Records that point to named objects
################

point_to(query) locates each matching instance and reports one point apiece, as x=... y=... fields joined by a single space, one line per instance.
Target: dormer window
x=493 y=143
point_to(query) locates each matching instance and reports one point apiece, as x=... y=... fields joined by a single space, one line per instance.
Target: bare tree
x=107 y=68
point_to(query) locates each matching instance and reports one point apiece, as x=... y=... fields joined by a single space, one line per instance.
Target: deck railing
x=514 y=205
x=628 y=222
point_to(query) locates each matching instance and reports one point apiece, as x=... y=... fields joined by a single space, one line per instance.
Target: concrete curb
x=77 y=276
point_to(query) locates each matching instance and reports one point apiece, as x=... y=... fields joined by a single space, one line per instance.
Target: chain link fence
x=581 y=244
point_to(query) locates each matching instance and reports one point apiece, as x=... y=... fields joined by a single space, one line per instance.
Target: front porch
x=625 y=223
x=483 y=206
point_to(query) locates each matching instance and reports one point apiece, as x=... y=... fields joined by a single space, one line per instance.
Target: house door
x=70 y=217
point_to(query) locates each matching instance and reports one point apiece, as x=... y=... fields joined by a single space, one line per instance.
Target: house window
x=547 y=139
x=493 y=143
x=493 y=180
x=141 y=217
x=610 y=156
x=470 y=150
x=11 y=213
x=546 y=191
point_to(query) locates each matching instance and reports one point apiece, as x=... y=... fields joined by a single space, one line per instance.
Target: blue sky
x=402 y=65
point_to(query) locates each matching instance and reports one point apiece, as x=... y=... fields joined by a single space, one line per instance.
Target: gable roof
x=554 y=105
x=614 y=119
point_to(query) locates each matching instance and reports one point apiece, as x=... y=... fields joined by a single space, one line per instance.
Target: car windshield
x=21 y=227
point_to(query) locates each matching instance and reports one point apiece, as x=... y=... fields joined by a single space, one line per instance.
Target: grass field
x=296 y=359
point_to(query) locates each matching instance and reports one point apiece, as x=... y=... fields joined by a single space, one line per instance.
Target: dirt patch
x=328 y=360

################

Short task
Count the lines above that include the string "window", and reply with the number only.

Answer
2